Filmes
brasileiros considerados perdidos ou prestes a sê-lo
A filmografia brasileira tem milhares de
títulos considerados desaparecidos desde 1898, ano zero da produção
cinematográfica no país. Não se tem esperança
de encontrar qualquer material para a maior parte deles. Mesmo assim,
vez por outra, acontece a rara e agradável surpresa do aparecimento
de fragmentos ou até o conjunto completo de obras há muito
tidas como definitivamente perdidas. As mais lamentadas ausências
giram quase sempre em torno de obras ficcionais tidas como importantes
histórica ou esteticamente. Dessa forma integram tais listas títulos
como Paz e Amor (1910), de José do Patrocínio Filho,
Barro Humano (1929), de Adhemar Gonzaga, Favela do Meus Amores
(1936), de Humberto Mauro, Moleque Tião (1943), de José
Carlos Burle, Destino em Apuros (1953), de, Cruz na Praça
(1959), de Glauber Rocha, e Surucucu Catiripapo (1973), de Neville
D’Almeida. Mas o conhecimento do passado cinematográfico brasileiro
tem que avançar para além dos marcos e penetrar no terreno
não desbravado da produção corrente perdida. A história
do cinema pode ser trabalhada indiretamente, sem a presença do
material fílmico, se houver interesse suficiente pelo que era a
regra e não a exceção em determinada época.

● **Material de trabalho**:
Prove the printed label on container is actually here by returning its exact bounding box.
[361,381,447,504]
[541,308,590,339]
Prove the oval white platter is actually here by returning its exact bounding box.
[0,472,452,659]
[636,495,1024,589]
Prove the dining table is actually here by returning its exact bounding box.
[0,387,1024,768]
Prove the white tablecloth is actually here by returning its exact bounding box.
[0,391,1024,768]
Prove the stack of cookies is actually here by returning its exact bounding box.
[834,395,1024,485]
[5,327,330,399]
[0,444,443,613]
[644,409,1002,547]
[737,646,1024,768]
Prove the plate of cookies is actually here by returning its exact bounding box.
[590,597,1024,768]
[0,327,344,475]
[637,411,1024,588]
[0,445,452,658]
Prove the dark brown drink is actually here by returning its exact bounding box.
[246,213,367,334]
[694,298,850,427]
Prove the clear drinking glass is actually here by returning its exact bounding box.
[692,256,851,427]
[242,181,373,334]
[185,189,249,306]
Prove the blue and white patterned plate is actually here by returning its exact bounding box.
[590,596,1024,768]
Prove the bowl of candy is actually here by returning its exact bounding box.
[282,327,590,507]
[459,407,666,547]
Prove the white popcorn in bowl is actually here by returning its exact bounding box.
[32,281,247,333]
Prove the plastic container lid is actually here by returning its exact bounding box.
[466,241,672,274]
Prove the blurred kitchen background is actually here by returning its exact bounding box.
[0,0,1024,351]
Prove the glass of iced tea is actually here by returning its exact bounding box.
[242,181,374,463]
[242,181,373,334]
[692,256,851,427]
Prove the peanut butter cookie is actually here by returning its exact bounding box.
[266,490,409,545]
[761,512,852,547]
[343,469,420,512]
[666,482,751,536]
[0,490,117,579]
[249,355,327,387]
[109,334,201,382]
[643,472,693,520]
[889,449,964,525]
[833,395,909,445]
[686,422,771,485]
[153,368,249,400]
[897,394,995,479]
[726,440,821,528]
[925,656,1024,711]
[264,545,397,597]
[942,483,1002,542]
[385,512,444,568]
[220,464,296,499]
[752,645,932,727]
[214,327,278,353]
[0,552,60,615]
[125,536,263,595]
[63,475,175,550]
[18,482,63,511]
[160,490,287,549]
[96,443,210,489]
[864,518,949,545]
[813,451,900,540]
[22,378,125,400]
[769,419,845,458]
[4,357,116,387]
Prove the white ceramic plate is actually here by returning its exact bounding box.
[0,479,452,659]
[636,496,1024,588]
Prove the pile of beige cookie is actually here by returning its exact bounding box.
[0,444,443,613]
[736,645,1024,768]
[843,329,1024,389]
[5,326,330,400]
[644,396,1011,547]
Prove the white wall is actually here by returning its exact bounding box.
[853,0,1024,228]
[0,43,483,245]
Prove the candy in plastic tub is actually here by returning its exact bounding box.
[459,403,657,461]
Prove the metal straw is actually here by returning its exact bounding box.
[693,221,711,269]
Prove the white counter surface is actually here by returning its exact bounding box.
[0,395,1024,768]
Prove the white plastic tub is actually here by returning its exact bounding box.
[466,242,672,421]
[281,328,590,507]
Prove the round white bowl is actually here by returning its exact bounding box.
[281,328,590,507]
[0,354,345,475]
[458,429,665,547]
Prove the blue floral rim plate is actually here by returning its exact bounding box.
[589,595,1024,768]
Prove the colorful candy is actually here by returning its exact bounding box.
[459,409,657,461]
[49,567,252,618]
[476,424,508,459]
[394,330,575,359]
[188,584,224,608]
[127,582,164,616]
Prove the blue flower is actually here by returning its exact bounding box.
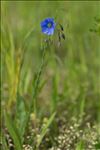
[41,18,56,35]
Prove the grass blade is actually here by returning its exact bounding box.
[5,113,22,150]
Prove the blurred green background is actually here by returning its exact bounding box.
[1,1,100,150]
[1,1,100,119]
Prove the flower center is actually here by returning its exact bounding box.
[48,23,52,28]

● **Enunciados**:
1. Responda com base no trecho sobre filmes brasileiros perdidos:
(a) Que ano o trecho aponta como ano zero da produção cinematográfica no país?
(b) Quem dirigiu Barro Humano (1929)?
(c) Em que ano foi lançado Moleque Tião, de José Carlos Burle?
2. Reproduza as linhas das entradas desde o início até a linha que contém "[737,646,1024,768]", ambas incluídas.
O trecho e as entradas não têm relação entre si.

● **Respostas**:
1.
(a) 1898.
(b) Adhemar Gonzaga.
(c) 1943.

2.
Prove the printed label on container is actually here by returning its exact bounding box.
[361,381,447,504]
[541,308,590,339]
Prove the oval white platter is actually here by returning its exact bounding box.
[0,472,452,659]
[636,495,1024,589]
Prove the dining table is actually here by returning its exact bounding box.
[0,387,1024,768]
Prove the white tablecloth is actually here by returning its exact bounding box.
[0,391,1024,768]
Prove the stack of cookies is actually here by returning its exact bounding box.
[834,395,1024,485]
[5,327,330,399]
[0,444,443,613]
[644,409,1002,547]
[737,646,1024,768]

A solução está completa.